» EXERCISE PROMPT: What is the number of lines in the data that hold the string "beige"? Reply with that number only.

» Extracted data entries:
---+---

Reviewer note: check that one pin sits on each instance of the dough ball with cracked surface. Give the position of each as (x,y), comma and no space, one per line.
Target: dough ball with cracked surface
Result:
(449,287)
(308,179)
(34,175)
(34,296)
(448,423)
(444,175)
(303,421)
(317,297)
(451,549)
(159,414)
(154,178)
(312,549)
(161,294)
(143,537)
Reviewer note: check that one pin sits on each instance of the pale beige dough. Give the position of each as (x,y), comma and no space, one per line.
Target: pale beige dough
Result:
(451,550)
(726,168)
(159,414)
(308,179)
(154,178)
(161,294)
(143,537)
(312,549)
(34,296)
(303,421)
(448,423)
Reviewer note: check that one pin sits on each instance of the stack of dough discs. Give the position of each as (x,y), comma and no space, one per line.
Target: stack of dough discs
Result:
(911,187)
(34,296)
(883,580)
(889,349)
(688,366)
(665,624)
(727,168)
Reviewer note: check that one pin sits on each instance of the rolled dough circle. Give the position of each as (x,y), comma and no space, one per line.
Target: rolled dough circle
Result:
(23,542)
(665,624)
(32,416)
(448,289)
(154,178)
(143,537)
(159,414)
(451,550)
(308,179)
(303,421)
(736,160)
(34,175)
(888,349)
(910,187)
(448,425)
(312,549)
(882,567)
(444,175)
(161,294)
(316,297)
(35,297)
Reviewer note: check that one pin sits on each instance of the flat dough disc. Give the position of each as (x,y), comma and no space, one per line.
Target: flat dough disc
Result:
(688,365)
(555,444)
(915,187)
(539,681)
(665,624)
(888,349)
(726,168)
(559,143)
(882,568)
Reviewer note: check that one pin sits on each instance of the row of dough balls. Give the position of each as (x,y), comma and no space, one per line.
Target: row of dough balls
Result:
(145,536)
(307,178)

---+---

» EXERCISE RESULT: 2